◆ **给定文本**:
▶

专栏首页Soul Joy Hubpyspark 特征工程

pyspark 特征工程

曾经在15、16年那会儿使用Spark做机器学习,那时候pyspark并不成熟,做特征工程主要还是写scala。后来进入阿里工作,特征处理基本上使用PAI 可视化特征工程组件+ODPS SQL,复杂的话才会自己写python处理。最近重新学习了下pyspark,笔记下如何使用pyspark做特征工程。

我们使用movielens的数据进行,oneHotEncoder、multiHotEncoder和Numerical features的特征处理。

main

from pyspark import SparkConf
from pyspark.ml import Pipeline
from pyspark.ml.feature import OneHotEncoder, StringIndexer, QuantileDiscretizer, MinMaxScaler
from pyspark.ml.linalg import VectorUDT, Vectors
from pyspark.sql import SparkSession
from pyspark.sql.functions import *
from pyspark.sql.types import *
from pyspark.sql import functions as F

if __name__ == '__main__':
    conf = SparkConf().setAppName('featureEngineering').setMaster('local')
    spark = SparkSession.builder.config(conf=conf).getOrCreate()
    file_path = 'file:///资源文件夹路径'
    movieResourcesPath = file_path + "/webroot/sampledata/movies.csv"
    movieSamples = spark.read.format('csv').option('header', 'true').load(movieResourcesPath)
    print("Raw Movie Samples:")
    movieSamples.show(10)
    movieSamples.printSchema()
    print("OneHotEncoder Example:")
    oneHotEncoderExample(movieSamples)
    print("MultiHotEncoder Example:")
    multiHotEncoderExample(movieSamples)
    print("Numerical features Example:")
    ratingsResourcesPath = file_path + "/webroot/sampledata/ratings.csv"
    ratingSamples = spark.read.format('csv').option('header', 'true').load(ratingsResourcesPath)
    ratingFeatures(ratingSamples)

◀

◆ **任务要求 1**:
把条目里凡是含有“every”这个词的行都挑出来抄下，大小写必须一致。
下面这些条目跟这篇讲 pyspark 特征工程的文章没有关系。

◆ **区域轮廓条目**:
▶

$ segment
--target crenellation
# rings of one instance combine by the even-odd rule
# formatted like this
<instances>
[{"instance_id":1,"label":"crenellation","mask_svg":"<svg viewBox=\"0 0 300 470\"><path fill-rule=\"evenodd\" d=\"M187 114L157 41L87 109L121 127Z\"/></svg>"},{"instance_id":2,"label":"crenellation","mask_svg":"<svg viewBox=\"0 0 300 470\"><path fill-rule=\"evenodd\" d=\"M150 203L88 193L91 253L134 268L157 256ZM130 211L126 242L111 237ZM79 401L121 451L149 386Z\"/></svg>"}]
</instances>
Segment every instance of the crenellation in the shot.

◀
▶

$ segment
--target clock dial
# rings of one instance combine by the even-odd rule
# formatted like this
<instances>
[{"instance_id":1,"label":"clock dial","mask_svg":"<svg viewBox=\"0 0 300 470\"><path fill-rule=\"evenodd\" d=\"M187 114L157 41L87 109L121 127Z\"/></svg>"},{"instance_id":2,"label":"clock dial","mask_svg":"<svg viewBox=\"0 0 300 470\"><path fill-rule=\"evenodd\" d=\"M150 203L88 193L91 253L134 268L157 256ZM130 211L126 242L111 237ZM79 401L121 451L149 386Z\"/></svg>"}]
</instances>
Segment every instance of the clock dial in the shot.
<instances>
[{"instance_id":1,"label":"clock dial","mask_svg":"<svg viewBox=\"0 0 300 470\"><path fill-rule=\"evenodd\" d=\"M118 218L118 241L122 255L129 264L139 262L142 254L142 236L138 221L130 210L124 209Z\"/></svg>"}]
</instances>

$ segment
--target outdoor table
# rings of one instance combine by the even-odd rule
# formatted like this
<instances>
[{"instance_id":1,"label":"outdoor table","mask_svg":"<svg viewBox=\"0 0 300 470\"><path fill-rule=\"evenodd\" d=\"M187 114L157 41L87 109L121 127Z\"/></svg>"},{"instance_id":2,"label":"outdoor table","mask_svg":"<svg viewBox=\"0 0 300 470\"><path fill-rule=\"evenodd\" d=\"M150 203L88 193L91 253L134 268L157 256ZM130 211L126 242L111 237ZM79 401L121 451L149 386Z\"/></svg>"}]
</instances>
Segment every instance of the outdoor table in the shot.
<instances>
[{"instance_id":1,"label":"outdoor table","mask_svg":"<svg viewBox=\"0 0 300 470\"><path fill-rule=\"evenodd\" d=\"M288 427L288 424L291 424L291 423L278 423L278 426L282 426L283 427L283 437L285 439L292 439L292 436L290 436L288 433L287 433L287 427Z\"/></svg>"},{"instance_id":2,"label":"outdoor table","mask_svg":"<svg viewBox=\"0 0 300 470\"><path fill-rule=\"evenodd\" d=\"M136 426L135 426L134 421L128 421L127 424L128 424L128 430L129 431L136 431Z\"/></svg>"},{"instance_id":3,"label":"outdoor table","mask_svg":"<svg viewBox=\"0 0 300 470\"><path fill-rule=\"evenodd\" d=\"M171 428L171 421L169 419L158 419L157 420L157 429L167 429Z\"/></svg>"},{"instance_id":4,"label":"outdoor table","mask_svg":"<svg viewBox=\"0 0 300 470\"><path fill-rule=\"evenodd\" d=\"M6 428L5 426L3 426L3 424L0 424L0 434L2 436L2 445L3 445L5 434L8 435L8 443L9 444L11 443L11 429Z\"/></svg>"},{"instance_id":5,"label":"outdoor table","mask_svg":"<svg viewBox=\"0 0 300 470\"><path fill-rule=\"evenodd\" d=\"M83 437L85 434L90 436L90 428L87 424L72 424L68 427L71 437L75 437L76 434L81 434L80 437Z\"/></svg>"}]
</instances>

◀

◆ **任务要求 2**:
从结尾处接着往下写这篇讲 pyspark 特征工程的文章。

◆ **任务结果 1**:
Segment every instance of the crenellation in the shot.
Segment every instance of the clock dial in the shot.
Segment every instance of the outdoor table in the shot.

◆ **任务结果 2**:
我们先来看看“movies.csv” 和 “ratings.csv” 数据长什么样子吧:

movies samples:
+-------+--------------------+--------------------+
|movieId|               title|              genres|
+-------+--------------------+--------------------+
|      1|    Toy Story (1995)|Adventure|Animati...|
|      2|      Jumanji (1995)|Adventure|Childre...|
|      3|Grumpier Old Men ...|      Comedy|Romance|
|      4|Waiting to Exhale...|Comedy|Drama|Romance|
|      5|Father of the Bri...|              Comedy|
+-------+--------------------+--------------------+

ratings samples:
+------+-------+------+----------+
|userId|movieId|rating| timestamp|
+------+-------+------+----------+
|     1|      2|   3.5|1112486027|
|     1|     29|   3.5|1112484676|
|     1|     32|   3.5|1112484819|
|     1|     47|   3.5|1112484727|
|     1|     50|   3.5|1112484580|
+------+-------+------+----------+

oneHotEncoder

我们对movieId进行oneHotEncoder:

def oneHotEncoderExample(movieSamples):
    # 把movieId的值,转为int直接作为movieIdNumber编号
    samplesWithIdNumber = movieSamples.withColumn("movieIdNumber", F.col("movieId").cast(IntegerType()))
    encoder = OneHotEncoder(inputCols=["movieIdNumber"], outputCols=['movieIdVector'], dropLast=False)
    oneHotEncoderSamples = encoder.fit(samplesWithIdNumber).transform(samplesWithIdNumber)
    oneHotEncoderSamples.printSchema()
    oneHotEncoderSamples.show(5)
OneHotEncoder Example:
root
 |-- movieId: string (nullable = true)
 |-- title: string (nullable = true)
 |-- genres: string (nullable = true)
 |-- movieIdNumber: integer (nullable = true)
 |-- movieIdVector: vector (nullable = true)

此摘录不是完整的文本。